:: Extrait du document ::

À côté des faits affectifs et des perceptions, sur lesquels ont surtout porté jusqu’ici les essais de la psycho-physique, l’âme humaine présente des faits encore plus rebelles au premier abord aux explications de la science, puisqu’ils ne semblent susceptibles ni d’être mesurés ni d’être prévus : je veux dire les déterminations de la volonté. On a essayé pourtant de les soumettre au calcul des probabilités, dont Laplace et Poisson s’étaient si bien servis déjà, pour ramener à une certaine régularité les phénomènes naturels, que l’ignorance attribue au hasard et que la science n’est pas encore en état de rapporter à leurs causes. L’application de la loi des grands nombres a révélé à Quételet et à tous ceux que se sont à sa suite engagés dans ces recherches, que le monde des faits volontaires a ses règles comme le monde de la matière ; et que les résolutions les plus réfléchies comme les plus capricieuses du libre arbitre y obéissent aux lois d’un déterminisme impérieux. Les rapports constatés entre la nature et la fréquence des actes criminels, vertueux ou indifférents, et l’âge, le sexe, la nationalité des individus, pour ne citer que ces exemples, méritent-ils véritablement d’être érigés en lois ? La question n’intéresse pas moins le logicien que le moraliste. Aussi la méthode des modernes statisticiens a-t-elle été l’objet de discussions passionnées et d’appréciations contradictoires.

:: Données disponibles ::

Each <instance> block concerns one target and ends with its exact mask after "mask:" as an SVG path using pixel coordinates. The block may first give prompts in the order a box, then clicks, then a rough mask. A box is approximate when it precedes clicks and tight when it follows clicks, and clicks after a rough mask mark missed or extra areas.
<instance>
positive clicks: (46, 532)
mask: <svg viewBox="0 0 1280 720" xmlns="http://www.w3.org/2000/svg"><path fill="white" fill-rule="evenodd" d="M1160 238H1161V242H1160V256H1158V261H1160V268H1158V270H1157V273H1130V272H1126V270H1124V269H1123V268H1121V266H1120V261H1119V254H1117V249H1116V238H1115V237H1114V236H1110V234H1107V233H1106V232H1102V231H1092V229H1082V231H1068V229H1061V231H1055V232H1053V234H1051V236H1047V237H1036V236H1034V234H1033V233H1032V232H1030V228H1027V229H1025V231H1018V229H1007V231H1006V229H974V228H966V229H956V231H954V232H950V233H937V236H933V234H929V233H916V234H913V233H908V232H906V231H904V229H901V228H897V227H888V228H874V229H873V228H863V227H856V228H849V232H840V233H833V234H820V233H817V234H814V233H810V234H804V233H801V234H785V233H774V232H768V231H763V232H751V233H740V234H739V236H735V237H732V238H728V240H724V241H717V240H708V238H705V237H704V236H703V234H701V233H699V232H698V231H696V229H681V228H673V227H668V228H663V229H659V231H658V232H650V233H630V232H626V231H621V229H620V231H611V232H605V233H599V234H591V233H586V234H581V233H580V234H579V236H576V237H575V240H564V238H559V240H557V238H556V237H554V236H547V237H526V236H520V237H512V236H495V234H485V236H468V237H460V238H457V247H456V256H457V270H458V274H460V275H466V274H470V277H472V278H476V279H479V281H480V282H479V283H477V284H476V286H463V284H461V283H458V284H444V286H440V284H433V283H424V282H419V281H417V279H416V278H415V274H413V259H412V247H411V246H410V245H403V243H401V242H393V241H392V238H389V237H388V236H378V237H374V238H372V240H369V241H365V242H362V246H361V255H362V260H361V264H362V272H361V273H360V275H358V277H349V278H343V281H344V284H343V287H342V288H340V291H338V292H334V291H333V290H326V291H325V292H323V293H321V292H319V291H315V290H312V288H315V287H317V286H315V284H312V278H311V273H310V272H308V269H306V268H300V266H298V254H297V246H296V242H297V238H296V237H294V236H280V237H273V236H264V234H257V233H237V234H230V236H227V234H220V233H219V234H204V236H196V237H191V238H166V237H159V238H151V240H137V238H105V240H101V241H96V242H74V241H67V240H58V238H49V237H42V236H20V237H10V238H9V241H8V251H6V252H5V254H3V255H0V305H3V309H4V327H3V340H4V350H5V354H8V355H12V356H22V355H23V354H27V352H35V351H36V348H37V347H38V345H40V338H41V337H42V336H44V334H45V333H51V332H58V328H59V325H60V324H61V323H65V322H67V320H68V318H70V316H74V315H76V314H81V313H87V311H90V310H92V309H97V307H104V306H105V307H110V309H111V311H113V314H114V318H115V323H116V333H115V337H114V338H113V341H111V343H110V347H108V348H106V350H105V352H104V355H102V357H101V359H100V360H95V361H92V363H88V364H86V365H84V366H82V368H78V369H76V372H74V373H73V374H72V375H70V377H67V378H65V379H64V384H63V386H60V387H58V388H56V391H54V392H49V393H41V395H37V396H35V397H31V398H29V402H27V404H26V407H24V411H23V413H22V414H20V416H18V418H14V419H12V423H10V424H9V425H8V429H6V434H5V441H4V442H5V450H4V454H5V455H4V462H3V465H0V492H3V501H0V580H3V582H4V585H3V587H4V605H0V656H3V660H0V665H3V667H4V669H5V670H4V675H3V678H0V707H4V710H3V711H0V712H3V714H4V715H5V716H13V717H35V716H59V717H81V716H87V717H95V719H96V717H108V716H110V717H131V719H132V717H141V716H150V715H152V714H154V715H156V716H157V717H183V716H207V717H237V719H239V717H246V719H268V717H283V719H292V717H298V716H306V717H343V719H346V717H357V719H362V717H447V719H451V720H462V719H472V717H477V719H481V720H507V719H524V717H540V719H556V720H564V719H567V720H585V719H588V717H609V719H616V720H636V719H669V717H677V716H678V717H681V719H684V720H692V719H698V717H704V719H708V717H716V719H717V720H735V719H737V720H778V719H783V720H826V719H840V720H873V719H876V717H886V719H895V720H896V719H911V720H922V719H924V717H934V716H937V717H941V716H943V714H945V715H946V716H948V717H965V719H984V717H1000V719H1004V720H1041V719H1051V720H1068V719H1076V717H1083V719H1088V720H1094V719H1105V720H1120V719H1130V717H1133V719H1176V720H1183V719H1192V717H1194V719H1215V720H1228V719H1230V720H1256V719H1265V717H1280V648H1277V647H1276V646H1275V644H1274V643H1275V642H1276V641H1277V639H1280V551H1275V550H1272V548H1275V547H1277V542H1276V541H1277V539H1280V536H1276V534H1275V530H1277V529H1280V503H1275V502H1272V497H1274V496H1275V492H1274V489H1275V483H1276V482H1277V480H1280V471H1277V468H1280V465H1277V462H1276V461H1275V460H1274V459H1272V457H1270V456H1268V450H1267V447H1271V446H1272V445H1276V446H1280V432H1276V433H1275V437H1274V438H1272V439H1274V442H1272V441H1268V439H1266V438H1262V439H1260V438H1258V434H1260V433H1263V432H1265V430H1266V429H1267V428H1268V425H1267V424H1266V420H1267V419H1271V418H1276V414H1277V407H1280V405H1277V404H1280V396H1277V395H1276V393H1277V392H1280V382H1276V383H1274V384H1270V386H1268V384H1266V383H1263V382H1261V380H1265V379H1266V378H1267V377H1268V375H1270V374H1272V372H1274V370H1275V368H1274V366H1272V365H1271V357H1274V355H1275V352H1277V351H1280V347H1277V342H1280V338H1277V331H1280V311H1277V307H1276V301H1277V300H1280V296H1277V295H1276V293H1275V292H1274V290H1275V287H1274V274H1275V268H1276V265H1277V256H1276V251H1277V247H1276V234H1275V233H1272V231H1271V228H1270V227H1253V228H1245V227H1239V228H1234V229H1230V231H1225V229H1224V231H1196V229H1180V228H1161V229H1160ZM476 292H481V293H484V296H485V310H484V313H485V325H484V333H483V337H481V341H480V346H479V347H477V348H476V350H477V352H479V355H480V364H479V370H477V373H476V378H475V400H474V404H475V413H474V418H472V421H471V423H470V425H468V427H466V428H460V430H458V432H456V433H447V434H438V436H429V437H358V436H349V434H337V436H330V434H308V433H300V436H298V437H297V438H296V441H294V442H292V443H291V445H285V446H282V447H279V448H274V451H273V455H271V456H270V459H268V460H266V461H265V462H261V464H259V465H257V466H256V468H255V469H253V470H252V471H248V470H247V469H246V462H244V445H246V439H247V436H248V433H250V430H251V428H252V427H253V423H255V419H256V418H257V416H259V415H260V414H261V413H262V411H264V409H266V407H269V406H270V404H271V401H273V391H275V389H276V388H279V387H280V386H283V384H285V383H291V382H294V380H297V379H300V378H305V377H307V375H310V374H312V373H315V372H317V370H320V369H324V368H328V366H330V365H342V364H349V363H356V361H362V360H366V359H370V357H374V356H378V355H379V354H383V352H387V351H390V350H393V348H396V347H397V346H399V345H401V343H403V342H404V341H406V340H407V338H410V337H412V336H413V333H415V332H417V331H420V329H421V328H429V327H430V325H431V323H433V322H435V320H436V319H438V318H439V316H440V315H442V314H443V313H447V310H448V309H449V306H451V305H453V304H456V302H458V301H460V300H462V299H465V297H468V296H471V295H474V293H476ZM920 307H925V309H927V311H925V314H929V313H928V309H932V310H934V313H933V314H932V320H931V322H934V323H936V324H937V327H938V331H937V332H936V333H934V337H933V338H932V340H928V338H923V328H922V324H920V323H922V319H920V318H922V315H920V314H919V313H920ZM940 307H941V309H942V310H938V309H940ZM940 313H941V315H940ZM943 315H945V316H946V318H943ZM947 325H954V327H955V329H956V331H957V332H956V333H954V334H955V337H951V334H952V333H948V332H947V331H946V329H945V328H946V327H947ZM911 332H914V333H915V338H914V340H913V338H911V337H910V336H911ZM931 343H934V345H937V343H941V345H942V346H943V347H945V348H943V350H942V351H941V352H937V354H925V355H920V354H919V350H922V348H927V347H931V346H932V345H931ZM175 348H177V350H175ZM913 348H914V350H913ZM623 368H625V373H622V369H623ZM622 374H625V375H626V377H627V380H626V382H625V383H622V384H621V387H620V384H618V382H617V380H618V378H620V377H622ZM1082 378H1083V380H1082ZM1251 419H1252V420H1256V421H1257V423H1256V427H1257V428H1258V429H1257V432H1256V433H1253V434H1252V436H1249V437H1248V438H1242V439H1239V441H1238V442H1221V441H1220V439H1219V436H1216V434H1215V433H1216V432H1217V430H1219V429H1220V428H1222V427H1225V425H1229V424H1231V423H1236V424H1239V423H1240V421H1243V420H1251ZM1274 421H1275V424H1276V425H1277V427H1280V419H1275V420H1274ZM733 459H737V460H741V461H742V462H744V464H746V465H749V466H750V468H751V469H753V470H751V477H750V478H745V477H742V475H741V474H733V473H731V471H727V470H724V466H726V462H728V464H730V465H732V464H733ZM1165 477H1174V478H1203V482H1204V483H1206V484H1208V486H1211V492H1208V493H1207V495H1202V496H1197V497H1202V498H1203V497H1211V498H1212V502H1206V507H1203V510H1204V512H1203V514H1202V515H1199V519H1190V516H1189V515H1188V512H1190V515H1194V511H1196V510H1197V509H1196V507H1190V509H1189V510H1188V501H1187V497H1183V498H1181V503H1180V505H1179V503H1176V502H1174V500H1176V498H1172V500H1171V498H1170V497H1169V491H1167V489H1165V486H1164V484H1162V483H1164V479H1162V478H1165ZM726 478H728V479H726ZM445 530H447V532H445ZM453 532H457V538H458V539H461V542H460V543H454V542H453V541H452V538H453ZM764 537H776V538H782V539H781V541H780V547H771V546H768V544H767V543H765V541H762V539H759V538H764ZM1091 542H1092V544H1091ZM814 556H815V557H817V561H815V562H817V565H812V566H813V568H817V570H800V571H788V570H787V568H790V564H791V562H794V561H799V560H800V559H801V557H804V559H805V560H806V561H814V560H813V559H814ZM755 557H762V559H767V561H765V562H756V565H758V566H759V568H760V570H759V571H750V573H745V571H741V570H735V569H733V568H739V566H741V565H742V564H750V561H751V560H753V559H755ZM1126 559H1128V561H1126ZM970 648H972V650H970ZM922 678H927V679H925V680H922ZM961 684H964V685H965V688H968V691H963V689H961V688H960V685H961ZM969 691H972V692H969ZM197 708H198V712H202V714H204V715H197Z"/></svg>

:: Consigne ::
Poursuivez l'extrait sur le calcul des probabilités appliqué aux actes volontaires à partir de sa dernière phrase. Le matériel fourni n'est d'aucune utilité ici.

:: Zone de réponse ::
Toutes les tentatives faites pour étendre l’empire des principes et des méthodes du mécanisme scientifique aux domaines divers de la réalité ont permis à une science nouvelle de se constituer. C’est l’honneur impérissable du fondateur du positivisme, c’est la partie originale et durable de l’œuvre d’Auguste Comte, qu’il ait le premier tracé le cadre, pressenti ou indiqué les méthodes, et découvert quelques-unes des lois importantes de la sociologie. Mais il fallait pour que l’étude des sociétés humaines eût droit de cité dans la science rigoureuse, que les sentiments et les actions des hommes fussent reconnus accessibles, au moins dans une certaine mesure, aux prises du déterminisme scientifique. La psycho-physique et la statistique ont commencé à le démontrer. Des disciples éminents ont repris en Angleterre la pensée d’Auguste Comte. Après Stuart Mill, Spencer et Cairn ont enrichi la sociologie de toutes les conquêtes des sciences inductives. En Allemagne, Lilienfeld et Schæfle ont

  1. Œuvres de Leibniz, éd. Erdm., p. 185.